**ACTIVITY:** Look through the entries below for the string "gold", and copy each line where it is found.
··· DATA TO USE
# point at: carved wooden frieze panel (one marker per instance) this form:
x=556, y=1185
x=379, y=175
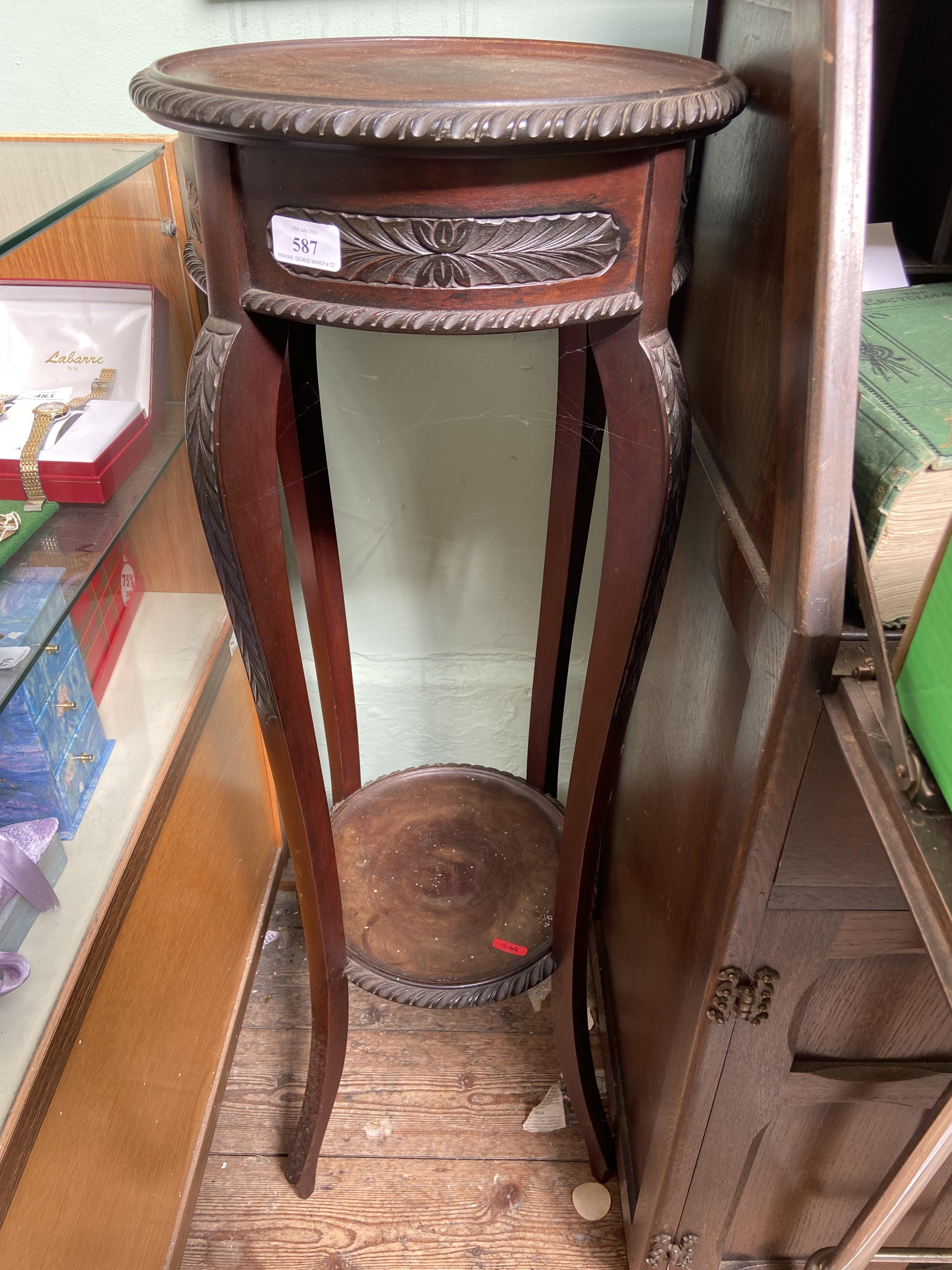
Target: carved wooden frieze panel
x=466, y=252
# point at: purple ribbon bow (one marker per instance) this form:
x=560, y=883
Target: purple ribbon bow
x=20, y=872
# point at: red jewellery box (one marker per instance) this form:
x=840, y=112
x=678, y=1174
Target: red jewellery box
x=56, y=338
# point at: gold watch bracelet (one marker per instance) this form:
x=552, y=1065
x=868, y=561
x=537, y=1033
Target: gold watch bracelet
······
**REPLY TO THE TASK:**
# point at: gold watch bracelet (one marker per instance) this form:
Target: gold watch bracelet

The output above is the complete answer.